Task: Repeat the full listing, word for word.
=-=-=-=-=
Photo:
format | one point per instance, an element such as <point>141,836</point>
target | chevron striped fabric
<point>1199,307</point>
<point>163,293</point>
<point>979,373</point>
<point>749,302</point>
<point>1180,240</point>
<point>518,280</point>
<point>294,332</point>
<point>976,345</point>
=-=-=-=-=
Answer to this task:
Photo:
format | one point per instance, an element such as <point>141,836</point>
target | chevron striped fabric
<point>1199,307</point>
<point>163,293</point>
<point>979,373</point>
<point>749,302</point>
<point>1180,240</point>
<point>518,280</point>
<point>294,332</point>
<point>976,345</point>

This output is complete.